• _WORK ITEM_
From the records below, extract all the text exactly and leave the images behind.

• _INPUT FOR THIS TASK_

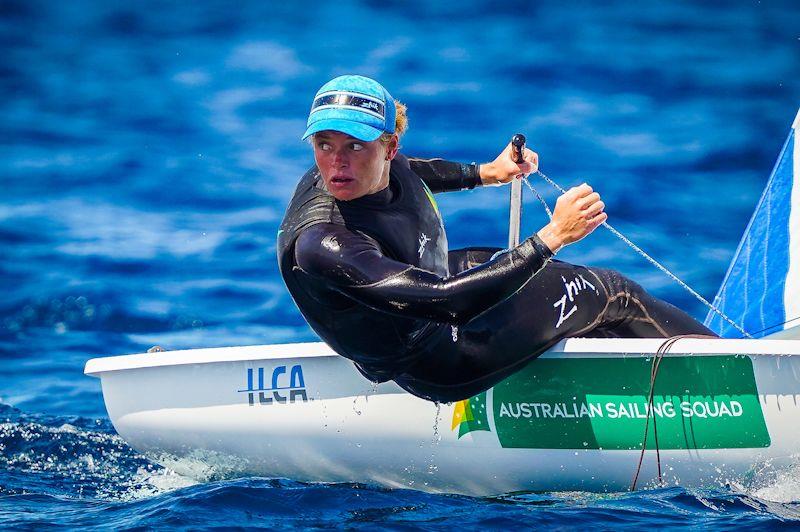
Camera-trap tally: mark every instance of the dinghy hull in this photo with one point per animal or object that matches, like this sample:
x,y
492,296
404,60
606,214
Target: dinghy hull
x,y
724,411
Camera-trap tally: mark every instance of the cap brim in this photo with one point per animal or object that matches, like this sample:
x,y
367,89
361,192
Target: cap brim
x,y
354,129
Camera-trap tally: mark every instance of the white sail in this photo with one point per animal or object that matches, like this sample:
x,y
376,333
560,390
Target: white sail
x,y
761,291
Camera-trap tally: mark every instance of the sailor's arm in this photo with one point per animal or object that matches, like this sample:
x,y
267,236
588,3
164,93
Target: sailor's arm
x,y
354,265
444,176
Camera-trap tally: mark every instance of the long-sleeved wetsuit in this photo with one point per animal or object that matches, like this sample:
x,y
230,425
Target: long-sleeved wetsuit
x,y
374,279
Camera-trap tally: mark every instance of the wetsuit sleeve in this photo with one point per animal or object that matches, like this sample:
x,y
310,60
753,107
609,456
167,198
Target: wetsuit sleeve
x,y
353,264
444,176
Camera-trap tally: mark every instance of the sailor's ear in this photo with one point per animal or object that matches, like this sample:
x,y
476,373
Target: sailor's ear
x,y
391,147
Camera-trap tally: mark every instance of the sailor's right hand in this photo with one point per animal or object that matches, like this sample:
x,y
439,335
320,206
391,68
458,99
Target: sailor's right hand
x,y
578,212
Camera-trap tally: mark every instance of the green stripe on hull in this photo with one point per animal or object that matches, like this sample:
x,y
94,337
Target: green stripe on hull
x,y
700,402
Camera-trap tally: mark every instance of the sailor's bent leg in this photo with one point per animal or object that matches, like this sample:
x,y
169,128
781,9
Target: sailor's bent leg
x,y
633,313
562,300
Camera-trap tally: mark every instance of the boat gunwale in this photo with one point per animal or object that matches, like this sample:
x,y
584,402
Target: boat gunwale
x,y
571,347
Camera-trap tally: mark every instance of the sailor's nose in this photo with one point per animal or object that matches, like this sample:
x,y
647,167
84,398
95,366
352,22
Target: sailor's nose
x,y
340,158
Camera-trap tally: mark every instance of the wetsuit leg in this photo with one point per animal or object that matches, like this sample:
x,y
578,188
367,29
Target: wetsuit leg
x,y
562,300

• _PROBLEM SOLUTION_
Camera-trap tally: mark every instance of the dinghy hull in this photo with one point per animal or object that matches, like this sample:
x,y
492,296
404,60
606,214
Target: dinghy hull
x,y
724,411
Camera-trap tally: mark every instance of the cap brim in this photo with one point per animal or object that matches, like this sample:
x,y
367,89
361,192
Target: cap brim
x,y
354,129
Camera-trap tally: mark every instance of the white sail in this photo with one point per animal or object that matches, like this sample:
x,y
376,333
560,390
Target: white sail
x,y
761,291
Camera-trap tally: mark every instance of the sailor's arm in this photo with one point per animal or object that matches, like this sample:
x,y
267,236
588,3
164,93
Target: sailor's arm
x,y
354,265
444,176
Camera-trap tally: mark every instance of the long-sleeved wetsuit in this photo with one point per animal or object that matches, like this sample:
x,y
230,425
Target: long-sleeved wetsuit
x,y
374,279
Camera-trap tally: mark every instance of the wetsuit sleeve in this photo with one point per animal or object that matches, like this sample:
x,y
310,60
753,107
609,456
167,198
Target: wetsuit sleeve
x,y
353,264
444,176
Camera-trap tally: mark every instance of the sailor's ear in this photo with one point per animal or object that matches, like this sample:
x,y
476,373
Target: sailor's ear
x,y
391,147
Camera-trap tally: mark every instance of the sailor's right hand in this photo with one point per animal or object that matches, like this sample:
x,y
439,335
320,206
391,68
458,99
Target: sailor's right hand
x,y
578,212
Camera-trap tally: mark every instance of the green stripe on hull in this photo with one point per animal or object that matches, like this sample:
x,y
94,337
Target: green stripe on hull
x,y
700,402
Camera-trap tally: mark every instance of the sailor's bent leg in this photo with one point per animal or object that matches, like this sample:
x,y
169,128
781,9
Target: sailor's bent leg
x,y
633,313
562,300
Camera-trap tally: mark every instance of the boat gunwale in this photo with one point per animal or object that matches, like this sample:
x,y
584,402
Target: boat gunwale
x,y
571,347
Camera-trap tally: mark every instance of the sailor's nose in this photo with one point per animal or object that matches, like this sample:
x,y
647,167
84,398
95,366
352,22
Target: sailor's nose
x,y
340,158
Camera-trap tally: mark every instance of the wetsuit leg in this photo with one point per animal or object that matches, like this sample:
x,y
578,188
367,29
Target: wetsuit leg
x,y
562,300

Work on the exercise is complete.